__Source text__.
○ ○ ○ ○ ○ ○ ○
Dutch Muslims protest against face veil ban

About 80 people protested outside the Dutch parliament on Thursday against a recent government decision to ban Muslim burqas and face veils, the toughest ban thus far in Europe.

Seven women clad in niqabs – a veil concealing the face except the eyes – and loose robes that covered them from neck to toes, and 20 women in headscarves gathered in front of parliament, which was to convene on Thursday for the first time after national elections were held last week. Around 50 supporters carried banners written with the phrases: “Before you judge me, try hard to know me” and “The first lesson of integration: the constitution is for everyone.”

Earlier this month, the outgoing government agreed to a total ban on burqas and other Muslim face veils in public, citing security concerns. Critics said the move was likely to alienate and victimise the country’s 1 million Muslims.

“Every time there is an election, the thing with the burqa comes up,” said Aishah Bayrat, a 41-year-old teacher and mother of five. “The burqa is a religious thing, nobody should interfere with it.”

Clad in a black and blue niqab, 17-year-old Tamara dismissed official concerns that the robe would make it hard for people to identify the wearer or serve as a cover for criminals and terrorists. “What about Santa Claus? He can go out on the streets with his long beard and we can’t recognise him.”

Reuters, 30 November 2006

‘Veil Wars’ reveal Europe’s intolerance

“Europe’s traditions of secular tolerance appear to be haunted by the Islamic veil. Every week seems to bring new headlines announcing moves to crack down on the wearing of what critics appear to deem this most alienating symbol of Muslim faith, whether in French public schools, British government buildings or out in public in the Netherlands.
○ ○ ○ ○ ○ ○ ○
__Dataset entries__.

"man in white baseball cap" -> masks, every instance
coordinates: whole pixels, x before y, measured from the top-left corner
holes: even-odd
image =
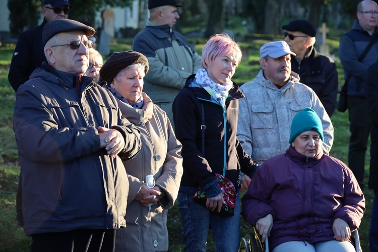
[[[240,87],[245,96],[239,101],[237,138],[244,151],[261,164],[287,149],[294,116],[306,107],[316,112],[324,129],[323,151],[333,143],[333,127],[314,91],[299,82],[291,72],[291,55],[284,41],[271,42],[260,49],[261,70]]]

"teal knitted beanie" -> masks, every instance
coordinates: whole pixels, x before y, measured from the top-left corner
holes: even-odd
[[[303,109],[293,118],[289,143],[292,143],[298,135],[307,131],[313,131],[318,132],[320,135],[322,141],[324,141],[323,127],[322,125],[322,121],[316,112],[308,107]]]

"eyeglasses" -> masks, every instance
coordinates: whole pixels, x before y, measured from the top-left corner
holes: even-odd
[[[47,9],[51,9],[51,10],[54,10],[54,13],[55,14],[60,14],[62,11],[63,11],[63,12],[65,13],[65,15],[68,14],[68,13],[70,12],[70,9],[69,8],[64,8],[61,9],[60,8],[52,8],[51,7],[46,7],[45,6],[45,8]]]
[[[62,45],[53,45],[52,46],[50,46],[50,47],[56,47],[56,46],[63,46],[64,45],[69,45],[70,48],[72,49],[73,50],[77,50],[79,49],[79,47],[80,47],[80,44],[83,44],[84,45],[84,46],[86,47],[86,48],[89,49],[90,48],[92,48],[92,41],[90,40],[85,40],[83,42],[81,41],[72,41],[70,43],[68,43],[67,44],[63,44]]]
[[[285,32],[285,33],[284,33],[284,36],[285,36],[285,38],[288,36],[289,39],[290,39],[290,40],[294,40],[294,39],[296,37],[299,37],[300,38],[309,38],[309,37],[308,37],[308,36],[297,36],[291,34],[290,33],[288,33],[287,32]]]
[[[92,68],[93,68],[94,66],[96,70],[99,70],[101,69],[103,65],[102,65],[101,64],[95,64],[91,61],[89,61],[89,65],[88,66],[88,69],[92,69]]]
[[[370,11],[368,12],[359,12],[360,13],[362,13],[363,14],[368,14],[370,16],[373,16],[373,15],[377,16],[378,15],[378,12],[374,12],[373,11]]]
[[[96,43],[96,37],[91,36],[88,37],[88,40],[92,41],[92,43],[94,44]]]

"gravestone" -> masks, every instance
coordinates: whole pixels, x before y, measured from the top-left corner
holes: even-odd
[[[325,23],[322,23],[322,27],[319,28],[322,33],[322,44],[320,46],[320,53],[325,55],[330,55],[330,47],[327,44],[327,34],[330,29],[327,27]]]
[[[102,29],[100,34],[98,51],[101,55],[110,53],[110,40],[114,37],[114,13],[107,9],[102,13]]]

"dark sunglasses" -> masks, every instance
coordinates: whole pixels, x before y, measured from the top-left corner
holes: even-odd
[[[89,65],[88,65],[88,69],[92,69],[92,68],[93,68],[94,66],[95,68],[97,70],[99,70],[101,69],[101,68],[102,67],[102,65],[101,65],[101,64],[94,64],[92,62],[90,61],[89,62]]]
[[[62,11],[63,11],[63,12],[65,13],[65,15],[66,15],[68,14],[69,12],[70,12],[70,9],[69,8],[61,9],[59,7],[57,8],[52,8],[51,7],[45,7],[45,8],[47,8],[47,9],[51,9],[51,10],[53,10],[54,13],[55,13],[55,14],[59,14]]]
[[[308,36],[297,36],[297,35],[294,35],[293,34],[291,34],[290,33],[288,33],[287,32],[285,32],[284,33],[284,36],[285,36],[285,37],[286,38],[287,36],[289,36],[289,39],[290,40],[294,40],[294,39],[295,38],[295,37],[299,37],[300,38],[309,38]]]
[[[92,48],[92,41],[90,40],[85,40],[84,41],[81,42],[81,41],[72,41],[70,43],[68,43],[67,44],[63,44],[62,45],[53,45],[52,46],[50,46],[50,47],[56,47],[56,46],[63,46],[64,45],[69,45],[70,48],[72,49],[73,50],[77,50],[79,49],[79,47],[80,47],[80,44],[83,44],[84,45],[84,46],[85,46],[87,48],[89,49],[90,48]]]

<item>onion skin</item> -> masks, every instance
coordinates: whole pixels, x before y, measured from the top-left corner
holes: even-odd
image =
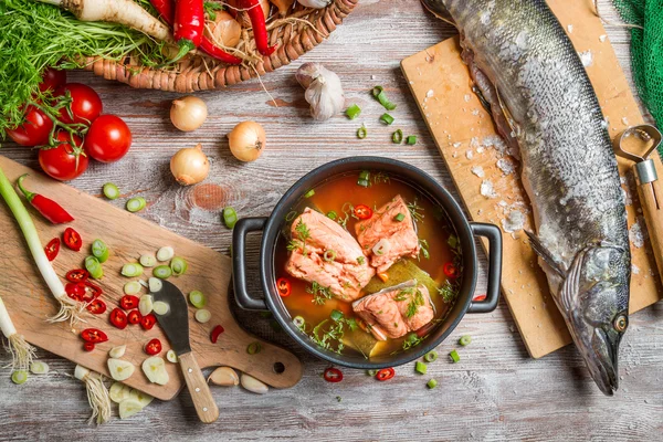
[[[265,129],[255,122],[242,122],[228,134],[230,151],[240,161],[255,161],[262,155],[265,144]]]
[[[210,172],[210,161],[202,152],[202,145],[180,149],[170,158],[170,172],[181,186],[197,185]]]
○ ○ ○ ○ ○ ○ ○
__Problems to solve__.
A: Please judge each statement against the veil-ban article as yes or no, quoting the words that settle it: (i) About 80 people protested outside the Dutch parliament. (ii) The government gave security concerns as its reason for the ban. (iii) Seven of the women at the protest wore headscarves.
B: Pull out every line of the rows that contains the string "masks".

__Task-by-task results__.
A:
(i) Yes: "About 80 people protested outside the Dutch parliament on Thursday"
(ii) Yes: "citing security concerns"
(iii) No: "Seven women clad in niqabs" and "20 women in headscarves"

B:
"man in white baseball cap" -> masks, every instance
"teal knitted beanie" -> masks, every instance
"eyeglasses" -> masks, every instance
"gravestone" -> masks, every instance
"dark sunglasses" -> masks, every instance
<item>onion skin</item> -> masks, every instance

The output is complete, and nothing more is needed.